CREATE TABLE `all_alerts` (
  `sendto` varchar(255) COLLATE utf8_bin DEFAULT NULL,
  `subject` varchar(255) COLLATE utf8_bin DEFAULT NULL
) ENGINE=InnoDB DEFAULT CHARSET=utf8 COLLATE=utf8_bin

在mysql库中新建存储过程

drop PROCEDURE IF EXISTS resize_alerts;
delimiter $$
CREATE PROCEDURE resize_alerts ( ) 
BEGIN
    DECLARE
        v_eventid INT ( 20 );
    DECLARE
        v_cnt INT ( 2 );
    DECLARE
        v_status INT ( 2 );
    DECLARE
        v_sendto VARCHAR ( 255 );
    declare v_name varchar(128);
    DECLARE
        loop_done INT DEFAULT 0;

    start transaction;
    # 归档告警数据
    INSERT INTO his_alerts SELECT
    * 
    FROM
        tmp_alerts;

    # 清空临时表
    TRUNCATE TABLE tmp_alerts;
    truncate table all_alerts;

    # 初始化要处理的告警数据
    INSERT INTO tmp_alerts 
    SELECT
        a.eventid,
        a.clock,
        a.sendto,
        a.`subject`,
        a.p_eventid,
    CASE
            WHEN a.p_eventid IS NULL THEN
            1 ELSE 0 
    END STATUS 
    FROM
        alerts a,
        `events` b 
    WHERE a.clock > UNIX_TIMESTAMP( date_add( now( ), INTERVAL - 2 minute ) ) 
      AND a.eventid not in ( SELECT eventid FROM his_alerts )
        AND STATUS = 1 
        AND mediatypeid = 3 
        AND a.eventid = b.eventid 
        order by 1;


# 删除一分钟内已经恢复的告警
    delete from tmp_alerts where eventid in(select eventid from (       
SELECT a.eventid FROM tmp_alerts a WHERE eventid IN ( SELECT p_eventid FROM tmp_alerts )
union all
SELECT a.eventid FROM tmp_alerts a WHERE p_eventid IN ( SELECT eventid FROM tmp_alerts )) aa);

# 合并多个agent无法访问的告警
    INSERT INTO all_alerts (sendto, subject)
    SELECT
    sendto,
    concat( CASE WHEN STATUS = '0' THEN '【恢复OK】有大量zabbix客户端恢复访问! ' ELSE '【故障PROBLEM】有大量zabbix客户端无法访问,请检查网络! ' END, '主机数量:', cnt ) 
    FROM
        (
        SELECT
            sendto,
            STATUS,
            count( 1 ) cnt 
        FROM
            tmp_alerts 
        WHERE
            `subject` = '%Zabbix agent 无法访问!%' 
        GROUP BY
            sendto,
        STATUS 
        HAVING
            count( 1 ) > 2 
        ) aa;

DELETE from tmp_alerts where eventid in(select eventid from (   
    SELECT EVENTID 
    FROM
        tmp_alerts a 
    WHERE
        EXISTS (
        SELECT
            1 
        FROM
            ( SELECT sendto, STATUS FROM tmp_alerts WHERE `subject` ='Zabbix agent 无法访问!' GROUP BY sendto, STATUS HAVING count( 1 ) > 2 ) b 
        WHERE
            a.sendto = b.sendto 
            AND a.STATUS = b.STATUS 
        )

────────────────────────────────────────

_练习任务_: 请逐字重复上面告警存储过程摘录中的一段，从“# 删除一分钟内已经恢复的告警”开始，一直到“END, '主机数量:', cnt )”为止。

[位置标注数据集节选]
────────────────────────────────────────

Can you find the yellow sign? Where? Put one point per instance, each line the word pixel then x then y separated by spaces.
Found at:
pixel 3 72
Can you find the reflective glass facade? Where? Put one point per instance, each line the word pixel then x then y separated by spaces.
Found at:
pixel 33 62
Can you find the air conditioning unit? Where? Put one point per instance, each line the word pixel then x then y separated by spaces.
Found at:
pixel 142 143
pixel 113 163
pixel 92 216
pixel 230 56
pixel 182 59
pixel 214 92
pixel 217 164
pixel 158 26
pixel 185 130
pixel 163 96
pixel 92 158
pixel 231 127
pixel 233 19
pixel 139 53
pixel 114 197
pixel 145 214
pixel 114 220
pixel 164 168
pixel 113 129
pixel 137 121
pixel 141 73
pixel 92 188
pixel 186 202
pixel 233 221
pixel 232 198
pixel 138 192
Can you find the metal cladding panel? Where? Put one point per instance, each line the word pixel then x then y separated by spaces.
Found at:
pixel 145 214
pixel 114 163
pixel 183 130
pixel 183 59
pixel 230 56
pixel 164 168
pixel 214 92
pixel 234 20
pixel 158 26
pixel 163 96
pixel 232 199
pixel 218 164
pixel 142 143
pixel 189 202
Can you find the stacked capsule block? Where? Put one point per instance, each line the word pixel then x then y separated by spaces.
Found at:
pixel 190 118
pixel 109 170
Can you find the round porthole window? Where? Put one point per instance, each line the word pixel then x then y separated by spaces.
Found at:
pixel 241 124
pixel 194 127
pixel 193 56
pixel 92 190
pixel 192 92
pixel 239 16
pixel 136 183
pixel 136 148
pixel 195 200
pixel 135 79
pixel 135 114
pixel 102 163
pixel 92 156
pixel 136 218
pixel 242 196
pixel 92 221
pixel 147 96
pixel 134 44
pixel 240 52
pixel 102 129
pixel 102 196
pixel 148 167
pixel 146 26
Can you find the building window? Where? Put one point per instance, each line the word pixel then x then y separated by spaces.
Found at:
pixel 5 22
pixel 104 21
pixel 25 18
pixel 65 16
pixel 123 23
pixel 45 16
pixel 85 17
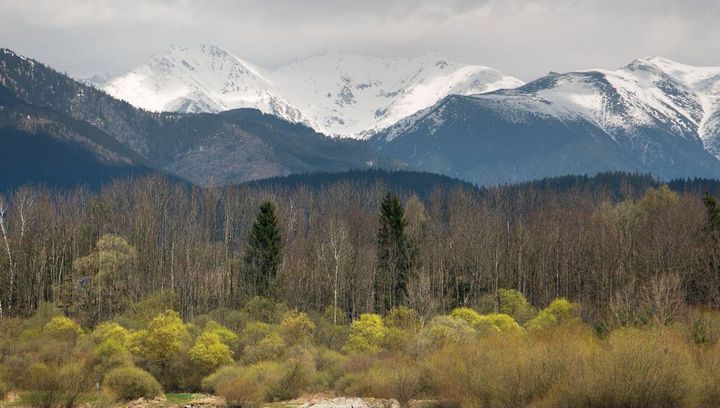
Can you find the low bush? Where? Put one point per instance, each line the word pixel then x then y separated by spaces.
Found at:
pixel 129 383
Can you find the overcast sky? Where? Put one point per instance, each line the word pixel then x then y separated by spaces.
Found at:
pixel 522 38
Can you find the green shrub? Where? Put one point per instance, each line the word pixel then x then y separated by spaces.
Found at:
pixel 129 383
pixel 263 310
pixel 297 373
pixel 4 389
pixel 244 391
pixel 209 353
pixel 366 334
pixel 638 369
pixel 497 323
pixel 269 348
pixel 109 355
pixel 330 366
pixel 404 318
pixel 558 311
pixel 467 314
pixel 514 303
pixel 42 385
pixel 209 384
pixel 296 328
pixel 446 330
pixel 63 328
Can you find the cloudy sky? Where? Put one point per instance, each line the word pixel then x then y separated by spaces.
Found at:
pixel 522 38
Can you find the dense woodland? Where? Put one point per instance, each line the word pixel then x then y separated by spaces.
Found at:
pixel 603 246
pixel 569 292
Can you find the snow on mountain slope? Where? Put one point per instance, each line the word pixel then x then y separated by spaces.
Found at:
pixel 346 94
pixel 649 92
pixel 337 94
pixel 204 79
pixel 653 115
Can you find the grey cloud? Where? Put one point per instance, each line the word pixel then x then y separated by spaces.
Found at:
pixel 523 38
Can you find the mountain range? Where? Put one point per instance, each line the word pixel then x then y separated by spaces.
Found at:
pixel 336 94
pixel 206 116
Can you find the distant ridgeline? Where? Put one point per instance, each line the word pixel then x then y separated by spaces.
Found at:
pixel 618 184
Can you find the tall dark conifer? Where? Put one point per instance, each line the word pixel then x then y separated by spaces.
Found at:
pixel 263 251
pixel 394 256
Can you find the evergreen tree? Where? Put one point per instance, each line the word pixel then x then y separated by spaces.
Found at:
pixel 263 251
pixel 394 256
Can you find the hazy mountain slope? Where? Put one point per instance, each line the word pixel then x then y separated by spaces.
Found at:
pixel 42 147
pixel 639 118
pixel 231 147
pixel 350 95
pixel 336 94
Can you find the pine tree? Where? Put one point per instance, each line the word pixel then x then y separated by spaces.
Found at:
pixel 263 251
pixel 394 256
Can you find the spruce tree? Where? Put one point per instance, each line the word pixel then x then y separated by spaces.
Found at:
pixel 263 251
pixel 393 256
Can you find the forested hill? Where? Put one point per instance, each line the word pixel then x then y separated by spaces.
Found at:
pixel 399 181
pixel 618 185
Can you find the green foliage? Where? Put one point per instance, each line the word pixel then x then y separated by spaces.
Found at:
pixel 268 348
pixel 497 323
pixel 164 338
pixel 638 369
pixel 468 315
pixel 104 278
pixel 366 334
pixel 110 331
pixel 558 311
pixel 108 355
pixel 4 389
pixel 446 330
pixel 296 328
pixel 227 336
pixel 514 303
pixel 41 384
pixel 394 255
pixel 404 318
pixel 63 328
pixel 129 383
pixel 264 310
pixel 488 323
pixel 263 251
pixel 209 352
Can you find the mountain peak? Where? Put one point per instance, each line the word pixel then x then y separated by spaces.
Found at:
pixel 337 93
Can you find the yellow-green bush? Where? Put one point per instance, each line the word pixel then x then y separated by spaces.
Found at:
pixel 366 334
pixel 111 331
pixel 226 335
pixel 514 303
pixel 108 355
pixel 494 371
pixel 637 368
pixel 128 383
pixel 63 328
pixel 404 318
pixel 296 328
pixel 446 330
pixel 497 323
pixel 209 352
pixel 271 347
pixel 558 311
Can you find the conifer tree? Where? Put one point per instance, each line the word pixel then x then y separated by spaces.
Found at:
pixel 393 256
pixel 263 251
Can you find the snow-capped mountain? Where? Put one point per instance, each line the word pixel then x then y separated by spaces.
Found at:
pixel 204 79
pixel 336 94
pixel 653 115
pixel 350 95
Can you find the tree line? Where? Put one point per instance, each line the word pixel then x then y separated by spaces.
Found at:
pixel 635 256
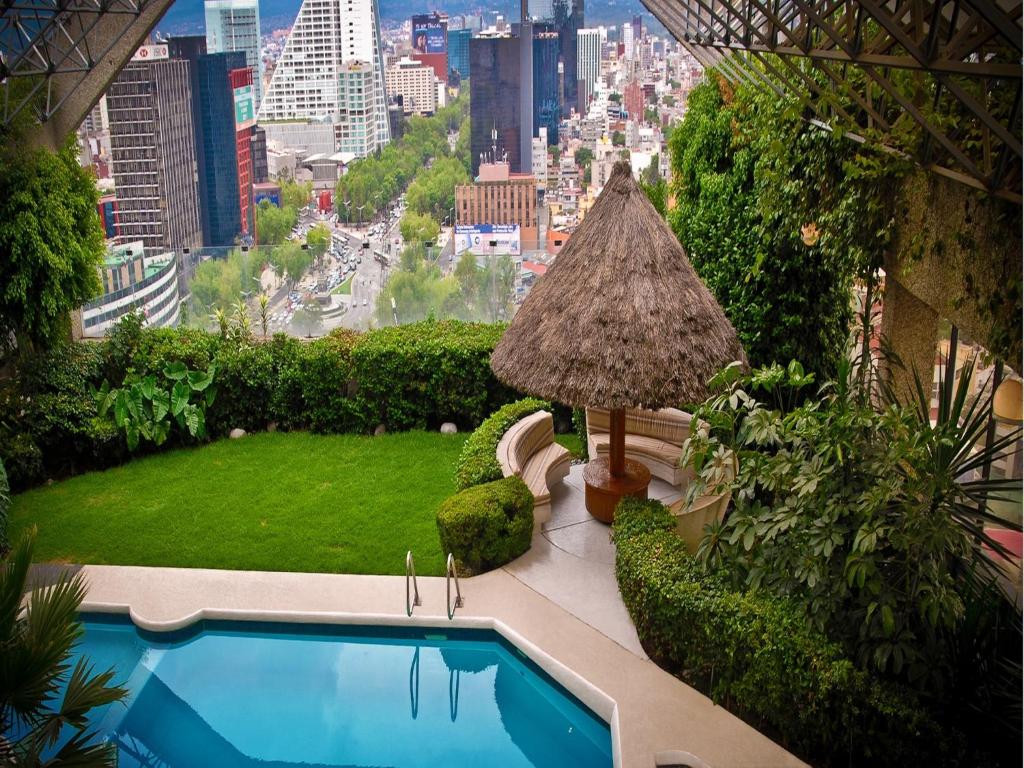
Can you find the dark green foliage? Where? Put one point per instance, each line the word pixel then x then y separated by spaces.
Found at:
pixel 50 244
pixel 478 462
pixel 422 375
pixel 486 525
pixel 748 174
pixel 42 697
pixel 414 376
pixel 756 654
pixel 4 510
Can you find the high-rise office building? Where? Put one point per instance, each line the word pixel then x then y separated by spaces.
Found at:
pixel 429 42
pixel 306 82
pixel 355 132
pixel 459 52
pixel 231 26
pixel 568 17
pixel 547 102
pixel 153 153
pixel 495 102
pixel 223 115
pixel 541 10
pixel 588 62
pixel 416 83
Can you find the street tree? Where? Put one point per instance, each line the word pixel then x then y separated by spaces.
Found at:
pixel 51 244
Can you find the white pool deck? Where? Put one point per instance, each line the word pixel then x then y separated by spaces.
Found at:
pixel 559 602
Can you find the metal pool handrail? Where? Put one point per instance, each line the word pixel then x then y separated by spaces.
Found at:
pixel 411 574
pixel 450 571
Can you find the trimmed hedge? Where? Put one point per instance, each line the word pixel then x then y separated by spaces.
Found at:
pixel 486 525
pixel 756 654
pixel 478 461
pixel 416 376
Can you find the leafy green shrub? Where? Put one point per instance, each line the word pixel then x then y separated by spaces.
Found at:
pixel 486 525
pixel 421 375
pixel 246 381
pixel 478 461
pixel 4 510
pixel 756 654
pixel 326 378
pixel 143 408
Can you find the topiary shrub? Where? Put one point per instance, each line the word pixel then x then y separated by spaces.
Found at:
pixel 478 460
pixel 486 525
pixel 756 654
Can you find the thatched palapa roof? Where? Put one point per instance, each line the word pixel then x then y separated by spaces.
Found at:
pixel 621 320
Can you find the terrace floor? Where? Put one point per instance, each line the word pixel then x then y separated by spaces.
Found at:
pixel 559 603
pixel 572 562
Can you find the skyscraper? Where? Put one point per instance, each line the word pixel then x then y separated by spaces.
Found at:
pixel 153 155
pixel 459 52
pixel 547 107
pixel 568 17
pixel 233 25
pixel 495 102
pixel 588 62
pixel 327 37
pixel 430 42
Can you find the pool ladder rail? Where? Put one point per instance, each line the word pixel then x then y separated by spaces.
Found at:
pixel 413 589
pixel 411 577
pixel 450 573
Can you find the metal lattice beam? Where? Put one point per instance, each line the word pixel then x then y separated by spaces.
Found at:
pixel 951 67
pixel 57 56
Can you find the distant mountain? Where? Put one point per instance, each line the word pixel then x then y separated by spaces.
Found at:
pixel 187 16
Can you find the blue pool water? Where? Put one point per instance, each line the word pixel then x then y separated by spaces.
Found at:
pixel 229 693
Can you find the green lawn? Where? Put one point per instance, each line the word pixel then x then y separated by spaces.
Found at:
pixel 267 502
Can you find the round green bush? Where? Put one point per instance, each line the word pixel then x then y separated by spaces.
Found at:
pixel 486 525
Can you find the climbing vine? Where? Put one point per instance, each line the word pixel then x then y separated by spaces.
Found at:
pixel 778 216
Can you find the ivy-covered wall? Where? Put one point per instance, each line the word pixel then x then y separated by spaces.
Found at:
pixel 777 217
pixel 958 251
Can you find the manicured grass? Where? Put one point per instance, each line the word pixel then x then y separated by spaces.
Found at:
pixel 345 287
pixel 267 502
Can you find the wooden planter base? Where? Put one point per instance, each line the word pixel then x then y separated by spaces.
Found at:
pixel 604 491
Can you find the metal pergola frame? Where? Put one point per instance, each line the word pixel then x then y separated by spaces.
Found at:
pixel 43 41
pixel 952 67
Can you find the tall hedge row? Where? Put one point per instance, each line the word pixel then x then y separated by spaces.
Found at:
pixel 415 376
pixel 756 654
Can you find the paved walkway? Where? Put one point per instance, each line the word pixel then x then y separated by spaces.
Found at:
pixel 572 562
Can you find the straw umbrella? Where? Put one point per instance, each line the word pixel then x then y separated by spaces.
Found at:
pixel 620 321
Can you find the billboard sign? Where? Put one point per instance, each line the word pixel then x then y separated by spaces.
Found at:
pixel 477 240
pixel 150 53
pixel 429 35
pixel 245 110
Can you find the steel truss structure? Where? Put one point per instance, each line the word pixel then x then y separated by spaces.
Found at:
pixel 869 68
pixel 49 47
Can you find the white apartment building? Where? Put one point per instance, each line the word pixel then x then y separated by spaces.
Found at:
pixel 415 82
pixel 355 131
pixel 589 56
pixel 307 80
pixel 233 25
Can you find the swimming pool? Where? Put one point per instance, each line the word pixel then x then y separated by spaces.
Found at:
pixel 241 693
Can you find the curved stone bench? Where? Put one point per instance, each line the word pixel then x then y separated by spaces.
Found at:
pixel 656 438
pixel 528 451
pixel 652 437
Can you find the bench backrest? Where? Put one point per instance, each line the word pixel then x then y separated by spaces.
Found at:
pixel 532 433
pixel 669 424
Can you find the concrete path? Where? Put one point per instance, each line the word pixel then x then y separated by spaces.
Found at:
pixel 572 562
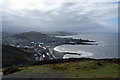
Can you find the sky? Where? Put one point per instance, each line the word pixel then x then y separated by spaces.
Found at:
pixel 56 15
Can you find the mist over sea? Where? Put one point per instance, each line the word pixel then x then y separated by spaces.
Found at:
pixel 107 46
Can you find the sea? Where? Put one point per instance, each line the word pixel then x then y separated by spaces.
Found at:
pixel 107 46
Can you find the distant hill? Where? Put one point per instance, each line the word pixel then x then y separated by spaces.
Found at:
pixel 60 33
pixel 14 56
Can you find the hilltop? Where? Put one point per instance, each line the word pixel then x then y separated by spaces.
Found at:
pixel 60 33
pixel 71 68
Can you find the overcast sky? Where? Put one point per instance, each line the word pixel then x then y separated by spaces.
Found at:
pixel 56 15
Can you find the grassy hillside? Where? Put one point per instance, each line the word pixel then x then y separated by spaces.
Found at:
pixel 14 56
pixel 75 69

────────────────────────────────────────

_练习输出_:
# 删除一分钟内已经恢复的告警
    delete from tmp_alerts where eventid in(select eventid from (       
SELECT a.eventid FROM tmp_alerts a WHERE eventid IN ( SELECT p_eventid FROM tmp_alerts )
union all
SELECT a.eventid FROM tmp_alerts a WHERE p_eventid IN ( SELECT eventid FROM tmp_alerts )) aa);

# 合并多个agent无法访问的告警
    INSERT INTO all_alerts (sendto, subject)
    SELECT
    sendto,
    concat( CASE WHEN STATUS = '0' THEN '【恢复OK】有大量zabbix客户端恢复访问! ' ELSE '【故障PROBLEM】有大量zabbix客户端无法访问,请检查网络! ' END, '主机数量:', cnt )